◆ **Required tasks**
1. From the excerpt on the Middle East, list each outcome that the reconciliation efforts between the Palestinian factions are hoped to lead to.
2. Answer these questions from the excerpt on the Middle East:
(a) How many years ago were the Oslo Accords signed?
(b) Which year has the blockade of Gaza entered?
(c) On what date was the meeting of the Ad Hoc Liaison Committee held?

◆ **Excerpt to read**
..........

My country congratulates the Lebanese authorities for the urgent steps they have taken to put an end to inter-communal violence in Tripoli and to address the flow of refugees into their country. We urge them to work to prevent violence and to further secure their border with Syria.
Mr. Hardeep Singh Puri (India): Let me begin by thanking Under-Secretary-General Jeffrey Feltman for his comprehensive briefing. I would also like to thank the Permanent Representative of Israel and the Permanent Observer of Palestine for their valuable statements.
The Arab world has been undergoing unprecedented transformation during the past two years. The democratic aspirations of people in several countries are being addressed through national political processes. However, it is regrettable that the Palestinian question and the related Arab-Israeli issues have remained largely unaddressed and resolved. Also, the Palestinian application for full membership of the United Nations, submitted more than a year ago, has not evinced any positive action from the Security Council despite the overwhelming support of States Members.
The issue of Palestine is facing the real danger of getting relegated to the sidelines. The current period of stalemate in the Middle East peace process is perhaps one of the longest since the signing of the Oslo Accords 19 years ago. The efforts of the Quartet can at best be described as feeble and have failed to break the stalemate. If the current situation continues, the international community will risk destabilization in the region.
We therefore call for serious efforts to arrest the trend. If there is one decision that can help revive the peace process, it is an end to settlement activity in the occupied Palestinian territories. The settlement activity in the West Bank and East Jerusalem is creating a new reality on the ground and threatens the very premise of a two-State solution. Settlements, roadblocks and the related infrastructure of occupation have also exacerbated the humanitarian problems of the Palestinian people and adversely affect the normal functioning of Palestinian State institutions. We join others in urging Israel to stop its settlement policy without further delay.
The blockade of Gaza has entered its sixth year and is causing severe hardship to the population. The humanitarian situation continues to deteriorate, and essential services, economic activities and infrastructure development have been disrupted. Israel should immediately lift the blockade and allow the resumption of normal socioeconomic activities in Gaza so that the Gazans can rebuild their lives and reduce their dependence on external assistance.
The recent measures taken by Israel — including the transfer of tax revenue, increase in work permits issued to the Palestinian populations, allowing visits of Palestinian families to Palestinian prisoners held in Israeli detention, and so on — are positive. However, those measures are inadequate to address the magnitude of the problems and need to be built upon to promote mutual trust and confidence between the parties. In that connection, it is important to avoid violence on all sides and ensure that the legitimate security interests of all parties are met.
We note the reconciliation process between the Palestinian factions, which is crucial. We hope that efforts taken towards the promotion of reconciliation will bear fruit soon, leading to the formation of a unity Government, the holding of elections, the reunification of Palestinian State institutions, and measures for the reconstruction and development of Palestinian society.
The financial crisis that the Palestinian Authority is currently facing is eroding the significant progress made by the Authority in building State institutions. There is an urgent need to support the Palestinian Authority to meet its budgetary shortfalls. In that regard, we welcome the commitment shown by the international community at the recently held meeting of the Ad Hoc Liaison Committee for the Coordination of International Assistance to Palestinians on 23 September.

..........

◆ **Recorded information**
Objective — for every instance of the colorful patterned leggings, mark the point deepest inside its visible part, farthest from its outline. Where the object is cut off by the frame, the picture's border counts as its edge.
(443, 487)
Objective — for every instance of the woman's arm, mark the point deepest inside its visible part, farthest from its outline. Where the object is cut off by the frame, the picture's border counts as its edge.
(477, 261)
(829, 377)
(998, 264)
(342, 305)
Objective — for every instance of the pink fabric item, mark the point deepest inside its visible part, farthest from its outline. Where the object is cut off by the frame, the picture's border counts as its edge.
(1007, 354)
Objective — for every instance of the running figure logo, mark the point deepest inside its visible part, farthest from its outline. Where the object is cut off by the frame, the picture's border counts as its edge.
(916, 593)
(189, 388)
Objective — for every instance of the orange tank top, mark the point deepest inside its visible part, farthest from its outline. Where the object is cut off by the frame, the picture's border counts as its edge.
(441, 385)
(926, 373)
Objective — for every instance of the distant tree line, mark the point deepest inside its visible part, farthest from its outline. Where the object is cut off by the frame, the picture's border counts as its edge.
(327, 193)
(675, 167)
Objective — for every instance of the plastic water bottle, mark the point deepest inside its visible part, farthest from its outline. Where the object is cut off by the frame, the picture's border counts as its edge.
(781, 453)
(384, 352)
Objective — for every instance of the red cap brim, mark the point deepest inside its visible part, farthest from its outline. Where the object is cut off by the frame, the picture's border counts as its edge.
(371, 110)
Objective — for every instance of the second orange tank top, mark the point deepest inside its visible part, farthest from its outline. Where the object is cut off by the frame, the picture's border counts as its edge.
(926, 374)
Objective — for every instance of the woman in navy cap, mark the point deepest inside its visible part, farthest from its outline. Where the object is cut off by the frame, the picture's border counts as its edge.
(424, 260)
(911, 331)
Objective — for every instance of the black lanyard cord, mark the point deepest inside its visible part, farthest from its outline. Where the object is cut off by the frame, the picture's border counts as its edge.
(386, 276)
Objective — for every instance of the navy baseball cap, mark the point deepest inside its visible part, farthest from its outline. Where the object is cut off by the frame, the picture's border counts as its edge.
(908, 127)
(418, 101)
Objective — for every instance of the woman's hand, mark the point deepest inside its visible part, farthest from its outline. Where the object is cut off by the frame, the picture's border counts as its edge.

..........

◆ **Solved problems**
1.
- The formation of a unity Government
- The holding of elections
- The reunification of Palestinian State institutions
- Measures for the reconstruction and development of Palestinian society

2.
(a) 19 years ago.
(b) Its sixth year.
(c) 23 September.